You can skip that step and simply list the car for sale online (or put up an online auction) to see if any private buyers are interested. If you do this, be sure to include as much detail in the ad as you can about what’s wrong with the car to ensure you’re not misleading anyone. Take detailed pictures of all the damaged areas - as well as the undamaged bits. If relevant, tell buyers that the car cannot be driven and will need to be taken on a trailer.

A car auction will be a good way of selling at a price buyers are willing to pay. You can get an idea of your broken car’s value by searching for similar cars; often the term “spares or repairs” is used for vehicles like this. Buyers of damaged or broken cars are more likely to be fully aware of the car’s value, but you should know how much they will pay too so you don’t get ripped-off. Some older or classic cars can be worth a lot more than scrap value even in very poor condition. 

Paperwork and legality of selling a written-off car

Make sure that you have as much paperwork as possible relating to your car and particularly the damage. Any insurance documentation, especially information on it being category A, B, S or N - and/or MOT failure sheets - will be needed. Always be completely clear with a buyer about the state the car is in physically and legally, as a category A or B car cannot be made legal to drive on the road, but it’s not illegal to buy or sell.

• Objectives:
**A)** Render this sentence from the passage on selling a damaged car into Spanish: "Take detailed pictures of all the damaged areas - as well as the undamaged bits."
**B)** Write the next part of the passage on selling a damaged car, starting after its final sentence.

• Information given:
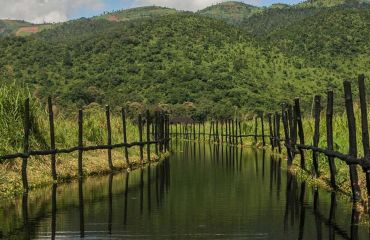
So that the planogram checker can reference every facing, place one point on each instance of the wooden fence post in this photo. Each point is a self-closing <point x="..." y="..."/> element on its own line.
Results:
<point x="263" y="130"/>
<point x="52" y="139"/>
<point x="236" y="132"/>
<point x="316" y="137"/>
<point x="298" y="118"/>
<point x="329" y="136"/>
<point x="356" y="192"/>
<point x="240" y="133"/>
<point x="156" y="138"/>
<point x="286" y="132"/>
<point x="140" y="125"/>
<point x="226" y="131"/>
<point x="199" y="124"/>
<point x="292" y="129"/>
<point x="204" y="131"/>
<point x="230" y="133"/>
<point x="274" y="130"/>
<point x="217" y="136"/>
<point x="148" y="120"/>
<point x="168" y="135"/>
<point x="27" y="127"/>
<point x="222" y="131"/>
<point x="365" y="132"/>
<point x="271" y="131"/>
<point x="194" y="131"/>
<point x="109" y="137"/>
<point x="80" y="142"/>
<point x="255" y="129"/>
<point x="124" y="128"/>
<point x="278" y="131"/>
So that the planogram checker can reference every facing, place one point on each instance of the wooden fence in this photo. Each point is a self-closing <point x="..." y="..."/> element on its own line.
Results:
<point x="290" y="117"/>
<point x="157" y="127"/>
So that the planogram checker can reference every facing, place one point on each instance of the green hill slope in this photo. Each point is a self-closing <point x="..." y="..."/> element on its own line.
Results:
<point x="174" y="59"/>
<point x="231" y="12"/>
<point x="137" y="13"/>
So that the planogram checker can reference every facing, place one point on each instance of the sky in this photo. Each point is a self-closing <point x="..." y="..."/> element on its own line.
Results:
<point x="39" y="11"/>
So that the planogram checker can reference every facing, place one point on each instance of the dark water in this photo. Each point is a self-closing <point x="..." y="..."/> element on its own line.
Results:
<point x="201" y="192"/>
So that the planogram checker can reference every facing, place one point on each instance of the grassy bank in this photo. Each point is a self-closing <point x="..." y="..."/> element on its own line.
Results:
<point x="66" y="134"/>
<point x="340" y="135"/>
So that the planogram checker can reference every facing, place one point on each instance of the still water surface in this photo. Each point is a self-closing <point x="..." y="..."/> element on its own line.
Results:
<point x="200" y="192"/>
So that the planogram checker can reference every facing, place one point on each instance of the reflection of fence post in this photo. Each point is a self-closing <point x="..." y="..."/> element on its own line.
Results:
<point x="286" y="132"/>
<point x="217" y="136"/>
<point x="109" y="136"/>
<point x="329" y="136"/>
<point x="226" y="132"/>
<point x="52" y="139"/>
<point x="316" y="136"/>
<point x="124" y="128"/>
<point x="140" y="123"/>
<point x="356" y="192"/>
<point x="236" y="132"/>
<point x="365" y="132"/>
<point x="278" y="131"/>
<point x="255" y="129"/>
<point x="80" y="142"/>
<point x="269" y="117"/>
<point x="263" y="130"/>
<point x="27" y="127"/>
<point x="298" y="118"/>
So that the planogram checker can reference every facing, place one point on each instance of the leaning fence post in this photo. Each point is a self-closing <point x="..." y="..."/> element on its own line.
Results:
<point x="329" y="136"/>
<point x="316" y="136"/>
<point x="156" y="128"/>
<point x="240" y="133"/>
<point x="356" y="192"/>
<point x="226" y="131"/>
<point x="365" y="132"/>
<point x="27" y="127"/>
<point x="217" y="136"/>
<point x="286" y="132"/>
<point x="255" y="129"/>
<point x="52" y="139"/>
<point x="292" y="129"/>
<point x="148" y="135"/>
<point x="278" y="131"/>
<point x="271" y="131"/>
<point x="274" y="130"/>
<point x="298" y="117"/>
<point x="230" y="133"/>
<point x="124" y="127"/>
<point x="109" y="137"/>
<point x="80" y="142"/>
<point x="222" y="131"/>
<point x="194" y="131"/>
<point x="263" y="130"/>
<point x="236" y="132"/>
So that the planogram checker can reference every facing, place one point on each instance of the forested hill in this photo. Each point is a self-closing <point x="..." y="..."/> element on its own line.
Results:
<point x="193" y="62"/>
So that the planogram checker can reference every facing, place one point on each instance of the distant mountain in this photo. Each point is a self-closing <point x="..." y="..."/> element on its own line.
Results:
<point x="158" y="55"/>
<point x="137" y="13"/>
<point x="20" y="28"/>
<point x="232" y="12"/>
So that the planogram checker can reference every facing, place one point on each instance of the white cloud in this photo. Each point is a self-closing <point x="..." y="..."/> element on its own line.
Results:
<point x="191" y="5"/>
<point x="38" y="11"/>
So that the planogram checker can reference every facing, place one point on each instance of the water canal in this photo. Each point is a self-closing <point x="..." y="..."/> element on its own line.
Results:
<point x="201" y="192"/>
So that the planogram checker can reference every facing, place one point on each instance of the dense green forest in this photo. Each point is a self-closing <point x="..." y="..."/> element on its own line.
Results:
<point x="226" y="58"/>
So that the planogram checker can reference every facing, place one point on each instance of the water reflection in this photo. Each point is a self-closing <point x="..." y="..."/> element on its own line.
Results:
<point x="204" y="191"/>
<point x="293" y="205"/>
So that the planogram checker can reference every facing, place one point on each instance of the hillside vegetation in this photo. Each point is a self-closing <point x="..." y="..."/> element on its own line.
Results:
<point x="194" y="63"/>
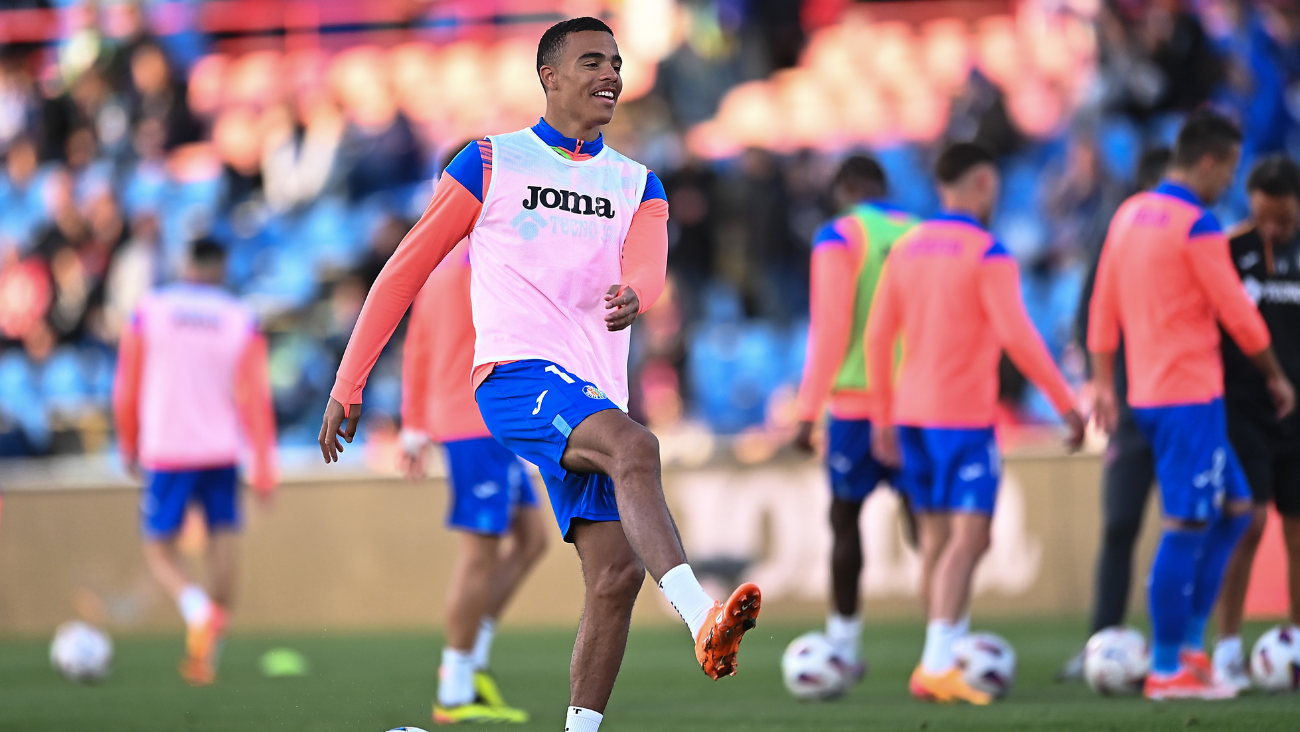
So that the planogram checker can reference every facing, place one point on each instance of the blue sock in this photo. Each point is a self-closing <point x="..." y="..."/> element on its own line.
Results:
<point x="1173" y="575"/>
<point x="1220" y="544"/>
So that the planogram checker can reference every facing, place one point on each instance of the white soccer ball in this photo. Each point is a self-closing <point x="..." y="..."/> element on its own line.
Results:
<point x="811" y="670"/>
<point x="1116" y="661"/>
<point x="987" y="662"/>
<point x="81" y="652"/>
<point x="1275" y="659"/>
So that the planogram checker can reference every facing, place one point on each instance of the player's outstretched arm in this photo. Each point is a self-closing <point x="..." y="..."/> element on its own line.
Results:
<point x="126" y="395"/>
<point x="883" y="326"/>
<point x="456" y="204"/>
<point x="336" y="424"/>
<point x="1210" y="259"/>
<point x="1000" y="294"/>
<point x="645" y="260"/>
<point x="252" y="395"/>
<point x="830" y="321"/>
<point x="416" y="355"/>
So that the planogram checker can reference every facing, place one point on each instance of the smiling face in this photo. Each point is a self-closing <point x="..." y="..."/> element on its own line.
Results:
<point x="585" y="82"/>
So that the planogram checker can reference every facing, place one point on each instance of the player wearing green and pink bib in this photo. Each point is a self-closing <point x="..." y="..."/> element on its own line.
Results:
<point x="848" y="255"/>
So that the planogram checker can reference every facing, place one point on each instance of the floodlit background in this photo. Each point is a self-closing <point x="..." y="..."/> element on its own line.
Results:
<point x="306" y="137"/>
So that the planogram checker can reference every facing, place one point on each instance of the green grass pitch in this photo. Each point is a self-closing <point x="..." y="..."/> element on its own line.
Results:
<point x="371" y="683"/>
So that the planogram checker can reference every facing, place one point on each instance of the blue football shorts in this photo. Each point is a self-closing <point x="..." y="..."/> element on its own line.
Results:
<point x="854" y="472"/>
<point x="531" y="407"/>
<point x="949" y="470"/>
<point x="488" y="485"/>
<point x="1195" y="463"/>
<point x="168" y="493"/>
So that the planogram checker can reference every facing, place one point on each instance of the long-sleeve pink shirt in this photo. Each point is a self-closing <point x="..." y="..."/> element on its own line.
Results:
<point x="191" y="388"/>
<point x="438" y="355"/>
<point x="458" y="211"/>
<point x="950" y="294"/>
<point x="1165" y="281"/>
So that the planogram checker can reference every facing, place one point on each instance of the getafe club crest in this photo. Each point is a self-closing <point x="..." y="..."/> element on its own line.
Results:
<point x="528" y="224"/>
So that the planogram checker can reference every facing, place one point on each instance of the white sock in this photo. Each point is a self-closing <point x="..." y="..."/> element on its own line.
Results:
<point x="1227" y="649"/>
<point x="195" y="606"/>
<point x="845" y="635"/>
<point x="583" y="719"/>
<point x="962" y="627"/>
<point x="937" y="657"/>
<point x="482" y="642"/>
<point x="683" y="590"/>
<point x="456" y="678"/>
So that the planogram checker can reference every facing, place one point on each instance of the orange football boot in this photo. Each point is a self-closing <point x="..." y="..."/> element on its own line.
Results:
<point x="202" y="646"/>
<point x="945" y="688"/>
<point x="1187" y="684"/>
<point x="1199" y="663"/>
<point x="719" y="637"/>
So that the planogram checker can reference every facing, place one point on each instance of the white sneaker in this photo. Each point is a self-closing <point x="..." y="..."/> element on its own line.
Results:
<point x="1231" y="674"/>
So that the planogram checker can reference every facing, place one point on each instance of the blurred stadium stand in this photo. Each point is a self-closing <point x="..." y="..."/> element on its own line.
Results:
<point x="304" y="135"/>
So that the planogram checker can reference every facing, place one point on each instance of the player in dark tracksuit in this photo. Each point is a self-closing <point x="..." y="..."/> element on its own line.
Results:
<point x="1266" y="255"/>
<point x="1129" y="472"/>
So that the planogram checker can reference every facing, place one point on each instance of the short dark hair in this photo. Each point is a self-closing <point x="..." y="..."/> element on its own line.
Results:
<point x="551" y="44"/>
<point x="1152" y="167"/>
<point x="865" y="170"/>
<point x="206" y="252"/>
<point x="1275" y="176"/>
<point x="960" y="159"/>
<point x="1205" y="133"/>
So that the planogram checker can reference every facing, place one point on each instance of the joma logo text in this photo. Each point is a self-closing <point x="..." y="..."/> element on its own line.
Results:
<point x="572" y="202"/>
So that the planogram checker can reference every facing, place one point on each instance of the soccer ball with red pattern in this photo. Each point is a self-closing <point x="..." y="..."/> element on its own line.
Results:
<point x="811" y="670"/>
<point x="987" y="662"/>
<point x="1275" y="659"/>
<point x="1116" y="661"/>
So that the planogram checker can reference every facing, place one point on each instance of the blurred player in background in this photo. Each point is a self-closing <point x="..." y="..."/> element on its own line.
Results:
<point x="1266" y="254"/>
<point x="848" y="254"/>
<point x="1129" y="467"/>
<point x="190" y="395"/>
<point x="490" y="494"/>
<point x="568" y="245"/>
<point x="950" y="294"/>
<point x="1165" y="278"/>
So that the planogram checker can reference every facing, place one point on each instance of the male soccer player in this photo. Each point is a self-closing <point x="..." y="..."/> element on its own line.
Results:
<point x="1129" y="467"/>
<point x="490" y="494"/>
<point x="190" y="394"/>
<point x="568" y="246"/>
<point x="1164" y="280"/>
<point x="950" y="294"/>
<point x="848" y="254"/>
<point x="1266" y="254"/>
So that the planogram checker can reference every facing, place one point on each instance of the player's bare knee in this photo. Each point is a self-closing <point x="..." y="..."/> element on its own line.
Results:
<point x="637" y="457"/>
<point x="619" y="583"/>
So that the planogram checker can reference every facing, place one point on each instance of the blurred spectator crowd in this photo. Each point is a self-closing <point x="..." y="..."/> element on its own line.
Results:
<point x="310" y="160"/>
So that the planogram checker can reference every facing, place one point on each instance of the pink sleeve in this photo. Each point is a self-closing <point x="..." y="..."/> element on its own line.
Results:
<point x="831" y="319"/>
<point x="1000" y="294"/>
<point x="1104" y="311"/>
<point x="126" y="392"/>
<point x="252" y="394"/>
<point x="1212" y="264"/>
<point x="883" y="326"/>
<point x="449" y="219"/>
<point x="645" y="251"/>
<point x="415" y="366"/>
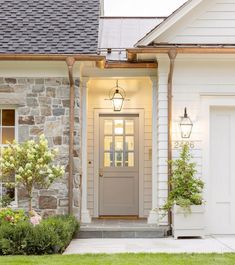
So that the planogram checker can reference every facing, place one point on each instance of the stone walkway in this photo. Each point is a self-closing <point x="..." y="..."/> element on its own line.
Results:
<point x="218" y="244"/>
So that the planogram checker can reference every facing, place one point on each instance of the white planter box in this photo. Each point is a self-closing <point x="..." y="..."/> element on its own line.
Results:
<point x="188" y="224"/>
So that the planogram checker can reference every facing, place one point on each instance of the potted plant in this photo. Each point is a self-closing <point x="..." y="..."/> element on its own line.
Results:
<point x="185" y="199"/>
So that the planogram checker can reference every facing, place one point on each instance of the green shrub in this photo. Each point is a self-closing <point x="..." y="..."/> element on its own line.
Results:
<point x="7" y="215"/>
<point x="51" y="236"/>
<point x="186" y="189"/>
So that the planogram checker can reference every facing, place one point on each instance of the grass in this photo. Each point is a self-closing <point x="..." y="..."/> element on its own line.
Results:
<point x="122" y="259"/>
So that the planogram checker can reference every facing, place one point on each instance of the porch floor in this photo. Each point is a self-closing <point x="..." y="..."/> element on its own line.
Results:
<point x="121" y="228"/>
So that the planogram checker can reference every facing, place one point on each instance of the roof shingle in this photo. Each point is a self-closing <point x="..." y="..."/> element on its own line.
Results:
<point x="49" y="26"/>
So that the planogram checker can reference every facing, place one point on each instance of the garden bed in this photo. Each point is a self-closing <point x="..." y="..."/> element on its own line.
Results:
<point x="19" y="236"/>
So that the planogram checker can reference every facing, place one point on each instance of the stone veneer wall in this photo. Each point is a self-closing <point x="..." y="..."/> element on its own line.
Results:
<point x="43" y="107"/>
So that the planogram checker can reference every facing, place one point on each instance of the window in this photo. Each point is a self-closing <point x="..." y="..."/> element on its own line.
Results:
<point x="119" y="138"/>
<point x="7" y="134"/>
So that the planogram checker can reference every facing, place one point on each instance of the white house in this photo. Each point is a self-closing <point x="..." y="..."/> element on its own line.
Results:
<point x="163" y="65"/>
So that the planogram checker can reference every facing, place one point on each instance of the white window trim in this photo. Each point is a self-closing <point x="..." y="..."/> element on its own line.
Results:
<point x="14" y="204"/>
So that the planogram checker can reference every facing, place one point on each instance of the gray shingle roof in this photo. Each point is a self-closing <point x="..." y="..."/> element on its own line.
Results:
<point x="49" y="26"/>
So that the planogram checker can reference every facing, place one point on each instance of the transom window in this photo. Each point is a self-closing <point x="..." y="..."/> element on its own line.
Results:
<point x="119" y="143"/>
<point x="7" y="134"/>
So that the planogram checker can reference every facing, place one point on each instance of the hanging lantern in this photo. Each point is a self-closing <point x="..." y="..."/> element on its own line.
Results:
<point x="117" y="96"/>
<point x="186" y="125"/>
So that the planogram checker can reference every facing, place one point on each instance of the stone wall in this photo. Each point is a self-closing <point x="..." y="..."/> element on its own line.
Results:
<point x="43" y="107"/>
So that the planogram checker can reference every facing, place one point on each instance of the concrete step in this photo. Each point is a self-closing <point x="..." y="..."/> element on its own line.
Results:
<point x="123" y="232"/>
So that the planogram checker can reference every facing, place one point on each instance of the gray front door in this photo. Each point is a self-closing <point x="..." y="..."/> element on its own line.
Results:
<point x="118" y="169"/>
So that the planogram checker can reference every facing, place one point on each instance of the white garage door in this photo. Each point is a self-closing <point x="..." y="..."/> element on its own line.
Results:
<point x="222" y="171"/>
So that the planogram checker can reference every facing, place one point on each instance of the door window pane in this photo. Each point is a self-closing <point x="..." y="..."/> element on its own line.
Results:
<point x="108" y="127"/>
<point x="129" y="159"/>
<point x="118" y="127"/>
<point x="118" y="159"/>
<point x="108" y="142"/>
<point x="8" y="117"/>
<point x="129" y="126"/>
<point x="8" y="135"/>
<point x="107" y="159"/>
<point x="118" y="143"/>
<point x="129" y="143"/>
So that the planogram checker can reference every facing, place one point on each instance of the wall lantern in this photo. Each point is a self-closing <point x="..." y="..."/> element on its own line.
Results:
<point x="186" y="125"/>
<point x="117" y="95"/>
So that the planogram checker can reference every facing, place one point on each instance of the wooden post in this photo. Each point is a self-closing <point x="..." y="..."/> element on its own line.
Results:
<point x="70" y="62"/>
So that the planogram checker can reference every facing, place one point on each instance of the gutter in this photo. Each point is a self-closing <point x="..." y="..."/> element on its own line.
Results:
<point x="70" y="63"/>
<point x="172" y="56"/>
<point x="187" y="49"/>
<point x="50" y="57"/>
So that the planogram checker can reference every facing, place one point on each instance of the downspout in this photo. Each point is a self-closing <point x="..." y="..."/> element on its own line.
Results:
<point x="70" y="63"/>
<point x="172" y="56"/>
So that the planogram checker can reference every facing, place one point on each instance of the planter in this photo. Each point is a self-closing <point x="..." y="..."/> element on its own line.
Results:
<point x="186" y="224"/>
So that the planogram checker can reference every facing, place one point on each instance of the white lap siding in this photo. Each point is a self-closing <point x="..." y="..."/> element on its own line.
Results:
<point x="195" y="77"/>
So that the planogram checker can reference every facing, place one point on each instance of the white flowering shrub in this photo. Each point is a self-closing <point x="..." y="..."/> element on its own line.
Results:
<point x="32" y="164"/>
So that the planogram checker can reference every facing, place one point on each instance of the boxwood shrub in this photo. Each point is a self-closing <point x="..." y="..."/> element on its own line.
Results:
<point x="51" y="236"/>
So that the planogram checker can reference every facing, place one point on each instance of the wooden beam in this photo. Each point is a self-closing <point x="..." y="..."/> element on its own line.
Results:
<point x="126" y="65"/>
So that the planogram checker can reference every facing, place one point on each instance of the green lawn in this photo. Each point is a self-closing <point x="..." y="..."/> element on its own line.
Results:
<point x="122" y="259"/>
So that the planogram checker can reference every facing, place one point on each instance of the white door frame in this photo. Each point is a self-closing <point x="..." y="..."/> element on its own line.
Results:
<point x="97" y="113"/>
<point x="208" y="101"/>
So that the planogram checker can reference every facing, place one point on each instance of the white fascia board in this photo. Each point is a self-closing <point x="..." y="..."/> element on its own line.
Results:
<point x="169" y="22"/>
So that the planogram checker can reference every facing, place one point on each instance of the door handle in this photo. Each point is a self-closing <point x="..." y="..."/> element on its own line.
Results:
<point x="101" y="173"/>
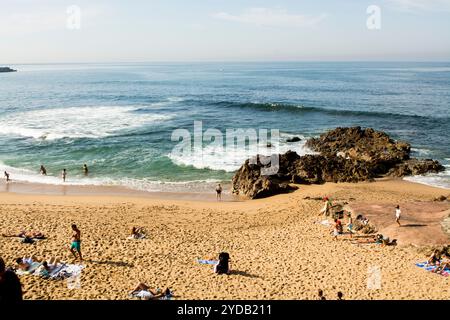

• The responses:
**A)** Tome fotografías detalladas de todas las zonas dañadas, así como de las partes que no están dañadas.

**B)**
On the other hand, if you have proof that the engine or gearbox was cared for with regular servicing and was in good order, and was not damaged in an accident at all, then this can be a big selling point as it can be put to use in another car. It’s the same for bodywork in a non-runner: your car’s engine might be broken, but if the bodywork is good, it can be reused on a car that does run. These factors will help you get the most value from selling a broken car - make sure to inform any potential buyers about the good points as well as the bad.

You’ll need the V5C document to sell or scrap a car, which you should always keep in a safe place as a car owner no matter what state it’s in. You can transfer ownership using the forms by post or do it online - just don’t do this until you’ve been paid.